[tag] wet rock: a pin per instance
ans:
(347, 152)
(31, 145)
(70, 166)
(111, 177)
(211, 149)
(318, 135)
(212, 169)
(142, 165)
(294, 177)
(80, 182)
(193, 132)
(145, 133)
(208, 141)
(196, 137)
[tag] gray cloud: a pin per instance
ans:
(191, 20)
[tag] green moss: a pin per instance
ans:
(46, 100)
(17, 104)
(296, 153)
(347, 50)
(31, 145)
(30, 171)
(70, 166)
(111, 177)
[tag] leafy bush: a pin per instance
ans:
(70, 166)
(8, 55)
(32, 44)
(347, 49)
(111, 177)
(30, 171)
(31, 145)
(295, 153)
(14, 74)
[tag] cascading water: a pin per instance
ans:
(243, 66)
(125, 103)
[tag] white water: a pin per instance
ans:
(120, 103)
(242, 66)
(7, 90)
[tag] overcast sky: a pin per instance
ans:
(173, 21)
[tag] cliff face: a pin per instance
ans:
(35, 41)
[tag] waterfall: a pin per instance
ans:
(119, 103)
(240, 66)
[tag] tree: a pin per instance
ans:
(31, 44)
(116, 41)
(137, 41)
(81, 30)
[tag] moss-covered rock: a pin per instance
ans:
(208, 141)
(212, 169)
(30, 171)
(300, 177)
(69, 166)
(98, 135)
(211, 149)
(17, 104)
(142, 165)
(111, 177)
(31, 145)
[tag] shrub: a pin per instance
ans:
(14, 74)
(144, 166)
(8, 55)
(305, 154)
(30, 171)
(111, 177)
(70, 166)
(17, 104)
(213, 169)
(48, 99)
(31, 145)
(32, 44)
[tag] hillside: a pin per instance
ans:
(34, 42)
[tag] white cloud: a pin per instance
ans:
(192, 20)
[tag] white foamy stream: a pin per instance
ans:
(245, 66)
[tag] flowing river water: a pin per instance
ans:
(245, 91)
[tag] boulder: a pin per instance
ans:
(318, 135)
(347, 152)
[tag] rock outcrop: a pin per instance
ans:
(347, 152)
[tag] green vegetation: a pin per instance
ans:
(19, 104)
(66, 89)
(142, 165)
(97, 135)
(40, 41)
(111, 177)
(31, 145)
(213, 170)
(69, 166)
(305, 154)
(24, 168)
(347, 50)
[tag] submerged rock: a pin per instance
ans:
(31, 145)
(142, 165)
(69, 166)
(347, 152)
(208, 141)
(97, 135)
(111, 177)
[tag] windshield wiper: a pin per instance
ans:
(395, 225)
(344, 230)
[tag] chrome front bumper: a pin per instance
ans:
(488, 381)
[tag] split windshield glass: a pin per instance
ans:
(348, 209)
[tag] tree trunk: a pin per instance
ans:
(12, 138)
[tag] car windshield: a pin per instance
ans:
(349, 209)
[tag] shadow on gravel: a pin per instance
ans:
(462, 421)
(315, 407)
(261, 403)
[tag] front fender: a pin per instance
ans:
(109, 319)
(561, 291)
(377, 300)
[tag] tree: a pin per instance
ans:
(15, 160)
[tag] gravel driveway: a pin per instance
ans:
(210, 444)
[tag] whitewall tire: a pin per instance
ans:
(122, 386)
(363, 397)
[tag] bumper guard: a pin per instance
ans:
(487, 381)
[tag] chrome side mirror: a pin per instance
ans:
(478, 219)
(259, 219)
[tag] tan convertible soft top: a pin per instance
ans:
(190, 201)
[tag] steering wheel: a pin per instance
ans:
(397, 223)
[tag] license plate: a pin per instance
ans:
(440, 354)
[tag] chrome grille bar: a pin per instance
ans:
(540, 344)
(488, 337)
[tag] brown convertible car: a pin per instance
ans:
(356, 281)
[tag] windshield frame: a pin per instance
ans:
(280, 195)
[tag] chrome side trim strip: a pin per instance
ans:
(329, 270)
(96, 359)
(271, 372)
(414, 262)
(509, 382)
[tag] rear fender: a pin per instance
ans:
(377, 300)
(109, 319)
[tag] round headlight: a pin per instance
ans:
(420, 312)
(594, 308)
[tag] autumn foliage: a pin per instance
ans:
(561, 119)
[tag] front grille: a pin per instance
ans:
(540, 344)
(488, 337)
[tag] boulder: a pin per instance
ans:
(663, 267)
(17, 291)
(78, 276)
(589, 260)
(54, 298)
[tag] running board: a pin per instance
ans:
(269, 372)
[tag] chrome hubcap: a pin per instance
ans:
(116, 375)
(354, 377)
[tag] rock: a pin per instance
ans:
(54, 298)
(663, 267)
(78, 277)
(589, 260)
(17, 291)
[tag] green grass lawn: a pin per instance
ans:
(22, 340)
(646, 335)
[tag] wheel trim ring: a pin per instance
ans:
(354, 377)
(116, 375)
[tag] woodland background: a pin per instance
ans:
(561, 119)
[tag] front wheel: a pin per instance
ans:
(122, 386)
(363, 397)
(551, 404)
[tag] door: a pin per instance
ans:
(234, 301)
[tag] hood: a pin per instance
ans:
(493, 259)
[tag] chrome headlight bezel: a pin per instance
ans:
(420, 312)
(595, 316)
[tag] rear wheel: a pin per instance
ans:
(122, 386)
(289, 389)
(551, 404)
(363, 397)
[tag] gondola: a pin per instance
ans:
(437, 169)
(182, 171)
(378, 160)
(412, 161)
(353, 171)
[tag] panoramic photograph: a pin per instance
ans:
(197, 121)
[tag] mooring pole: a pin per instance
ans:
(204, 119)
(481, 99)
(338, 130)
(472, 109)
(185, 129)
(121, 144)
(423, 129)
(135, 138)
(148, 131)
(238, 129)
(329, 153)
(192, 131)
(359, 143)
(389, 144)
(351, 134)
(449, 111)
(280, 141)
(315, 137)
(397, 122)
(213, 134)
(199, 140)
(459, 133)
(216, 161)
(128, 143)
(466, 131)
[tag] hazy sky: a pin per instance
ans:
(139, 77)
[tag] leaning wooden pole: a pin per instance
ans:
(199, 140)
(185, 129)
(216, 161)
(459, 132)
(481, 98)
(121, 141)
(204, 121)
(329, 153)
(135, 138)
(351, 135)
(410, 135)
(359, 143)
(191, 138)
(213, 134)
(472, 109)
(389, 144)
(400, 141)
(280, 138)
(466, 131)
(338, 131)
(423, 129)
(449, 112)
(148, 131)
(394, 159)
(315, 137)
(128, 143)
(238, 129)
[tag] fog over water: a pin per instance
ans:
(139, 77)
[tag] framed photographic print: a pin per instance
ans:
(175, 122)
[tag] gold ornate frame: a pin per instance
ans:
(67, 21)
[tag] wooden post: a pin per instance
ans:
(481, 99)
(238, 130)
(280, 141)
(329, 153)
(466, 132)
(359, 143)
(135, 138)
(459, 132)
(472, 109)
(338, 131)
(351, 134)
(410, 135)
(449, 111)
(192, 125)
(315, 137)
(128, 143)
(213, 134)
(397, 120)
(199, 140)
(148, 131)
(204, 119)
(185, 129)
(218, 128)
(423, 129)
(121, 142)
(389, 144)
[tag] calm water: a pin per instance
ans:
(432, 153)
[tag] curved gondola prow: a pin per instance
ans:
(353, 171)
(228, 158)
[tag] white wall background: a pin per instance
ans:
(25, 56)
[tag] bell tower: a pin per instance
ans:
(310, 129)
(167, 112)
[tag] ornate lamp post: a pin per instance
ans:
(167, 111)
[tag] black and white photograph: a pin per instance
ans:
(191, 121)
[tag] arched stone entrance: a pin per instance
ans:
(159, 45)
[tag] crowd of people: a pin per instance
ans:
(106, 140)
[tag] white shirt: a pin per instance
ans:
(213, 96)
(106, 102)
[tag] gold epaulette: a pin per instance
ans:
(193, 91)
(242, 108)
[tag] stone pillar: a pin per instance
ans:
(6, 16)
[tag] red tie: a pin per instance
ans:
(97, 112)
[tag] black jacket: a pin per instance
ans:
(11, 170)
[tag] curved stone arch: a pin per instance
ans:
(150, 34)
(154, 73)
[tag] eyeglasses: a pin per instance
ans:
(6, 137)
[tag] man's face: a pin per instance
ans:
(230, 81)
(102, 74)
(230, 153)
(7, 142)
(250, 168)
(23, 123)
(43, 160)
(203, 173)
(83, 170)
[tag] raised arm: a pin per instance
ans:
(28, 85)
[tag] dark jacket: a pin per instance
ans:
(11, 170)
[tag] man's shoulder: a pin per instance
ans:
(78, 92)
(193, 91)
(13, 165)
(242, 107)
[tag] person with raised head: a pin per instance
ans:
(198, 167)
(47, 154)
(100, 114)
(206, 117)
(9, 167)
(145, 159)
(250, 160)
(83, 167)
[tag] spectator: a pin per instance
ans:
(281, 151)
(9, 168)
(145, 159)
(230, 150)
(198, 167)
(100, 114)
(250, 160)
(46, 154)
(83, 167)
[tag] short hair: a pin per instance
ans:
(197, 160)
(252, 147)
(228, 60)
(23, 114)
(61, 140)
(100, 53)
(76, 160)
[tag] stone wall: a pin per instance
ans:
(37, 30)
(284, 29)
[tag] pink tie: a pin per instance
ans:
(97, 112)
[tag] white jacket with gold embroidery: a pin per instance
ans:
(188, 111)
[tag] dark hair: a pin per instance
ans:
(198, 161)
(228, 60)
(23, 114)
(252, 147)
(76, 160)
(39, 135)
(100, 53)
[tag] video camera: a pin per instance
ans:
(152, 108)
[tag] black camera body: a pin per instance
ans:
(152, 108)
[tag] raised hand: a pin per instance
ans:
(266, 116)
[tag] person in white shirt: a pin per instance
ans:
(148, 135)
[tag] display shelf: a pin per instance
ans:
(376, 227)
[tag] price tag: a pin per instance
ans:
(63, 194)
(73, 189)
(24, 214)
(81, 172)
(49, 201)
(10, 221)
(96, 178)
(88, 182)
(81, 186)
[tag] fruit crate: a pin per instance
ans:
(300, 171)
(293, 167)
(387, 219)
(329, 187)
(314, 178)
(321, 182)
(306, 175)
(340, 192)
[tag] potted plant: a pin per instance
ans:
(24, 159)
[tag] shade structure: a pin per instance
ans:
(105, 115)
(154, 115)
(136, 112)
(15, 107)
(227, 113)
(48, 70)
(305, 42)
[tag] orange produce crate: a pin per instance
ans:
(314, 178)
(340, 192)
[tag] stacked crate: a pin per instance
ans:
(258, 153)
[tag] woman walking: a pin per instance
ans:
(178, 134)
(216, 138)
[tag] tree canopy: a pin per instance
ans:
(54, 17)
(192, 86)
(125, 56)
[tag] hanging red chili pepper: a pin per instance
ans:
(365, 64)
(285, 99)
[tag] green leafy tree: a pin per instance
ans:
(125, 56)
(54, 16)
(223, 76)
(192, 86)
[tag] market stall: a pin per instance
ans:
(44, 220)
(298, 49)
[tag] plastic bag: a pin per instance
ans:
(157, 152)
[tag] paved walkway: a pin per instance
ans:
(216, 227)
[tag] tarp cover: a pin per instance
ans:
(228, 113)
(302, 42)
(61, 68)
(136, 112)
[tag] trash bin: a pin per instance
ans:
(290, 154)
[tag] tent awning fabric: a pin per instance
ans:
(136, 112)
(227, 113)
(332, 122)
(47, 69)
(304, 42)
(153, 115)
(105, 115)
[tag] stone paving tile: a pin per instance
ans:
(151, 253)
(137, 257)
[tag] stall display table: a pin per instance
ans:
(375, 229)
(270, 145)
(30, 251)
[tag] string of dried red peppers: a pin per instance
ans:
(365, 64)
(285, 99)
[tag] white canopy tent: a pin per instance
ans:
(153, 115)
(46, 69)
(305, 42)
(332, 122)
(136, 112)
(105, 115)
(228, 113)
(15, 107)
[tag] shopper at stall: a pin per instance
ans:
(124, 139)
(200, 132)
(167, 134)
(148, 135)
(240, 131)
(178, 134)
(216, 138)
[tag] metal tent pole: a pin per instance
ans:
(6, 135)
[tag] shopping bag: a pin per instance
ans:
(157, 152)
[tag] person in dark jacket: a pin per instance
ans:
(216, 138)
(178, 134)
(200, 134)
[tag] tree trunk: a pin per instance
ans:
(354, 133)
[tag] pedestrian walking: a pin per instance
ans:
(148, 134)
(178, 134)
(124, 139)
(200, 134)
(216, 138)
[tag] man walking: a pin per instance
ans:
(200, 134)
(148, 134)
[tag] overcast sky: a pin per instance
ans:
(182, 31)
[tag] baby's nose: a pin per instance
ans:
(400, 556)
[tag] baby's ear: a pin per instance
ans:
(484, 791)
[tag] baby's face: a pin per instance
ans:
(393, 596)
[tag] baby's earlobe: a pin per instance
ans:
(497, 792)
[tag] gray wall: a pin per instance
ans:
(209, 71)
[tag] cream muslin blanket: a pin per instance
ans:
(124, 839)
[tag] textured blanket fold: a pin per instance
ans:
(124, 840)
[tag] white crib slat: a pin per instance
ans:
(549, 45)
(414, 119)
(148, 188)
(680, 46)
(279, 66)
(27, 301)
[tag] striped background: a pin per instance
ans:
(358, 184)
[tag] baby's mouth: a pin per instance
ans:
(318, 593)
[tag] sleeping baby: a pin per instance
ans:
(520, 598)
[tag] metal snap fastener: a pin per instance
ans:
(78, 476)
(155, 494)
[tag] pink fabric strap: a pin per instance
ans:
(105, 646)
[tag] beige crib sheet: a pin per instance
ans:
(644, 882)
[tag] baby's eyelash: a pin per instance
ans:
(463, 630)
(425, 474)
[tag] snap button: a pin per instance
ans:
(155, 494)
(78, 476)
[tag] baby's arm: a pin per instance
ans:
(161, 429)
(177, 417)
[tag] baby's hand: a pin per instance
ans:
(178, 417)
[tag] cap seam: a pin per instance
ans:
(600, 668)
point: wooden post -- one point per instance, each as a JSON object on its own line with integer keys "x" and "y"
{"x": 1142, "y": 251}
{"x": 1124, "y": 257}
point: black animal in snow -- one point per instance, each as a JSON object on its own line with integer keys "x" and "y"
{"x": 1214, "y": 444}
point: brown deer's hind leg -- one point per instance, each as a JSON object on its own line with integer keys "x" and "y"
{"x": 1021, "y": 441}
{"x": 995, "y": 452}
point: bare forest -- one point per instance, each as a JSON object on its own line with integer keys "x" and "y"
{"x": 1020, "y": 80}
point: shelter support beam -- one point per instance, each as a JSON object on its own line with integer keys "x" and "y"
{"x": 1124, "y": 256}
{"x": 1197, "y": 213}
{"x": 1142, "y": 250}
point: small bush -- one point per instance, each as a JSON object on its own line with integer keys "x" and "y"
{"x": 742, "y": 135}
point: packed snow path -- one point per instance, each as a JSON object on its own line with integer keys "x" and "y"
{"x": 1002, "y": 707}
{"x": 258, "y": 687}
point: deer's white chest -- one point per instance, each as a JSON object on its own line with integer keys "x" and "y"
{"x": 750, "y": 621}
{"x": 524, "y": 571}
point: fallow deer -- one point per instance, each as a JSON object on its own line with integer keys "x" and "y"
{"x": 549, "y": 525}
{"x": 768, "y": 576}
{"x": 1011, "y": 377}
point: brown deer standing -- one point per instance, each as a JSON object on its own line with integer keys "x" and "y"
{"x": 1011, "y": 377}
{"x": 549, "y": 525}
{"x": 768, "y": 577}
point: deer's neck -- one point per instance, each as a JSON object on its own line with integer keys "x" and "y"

* * * * * * *

Exercise description:
The expected answer is a copy of each line in the listing above that contains "canopy".

Result of the exercise:
[tag] tree canopy: a pin per instance
[tag] white canopy tent: a pin per instance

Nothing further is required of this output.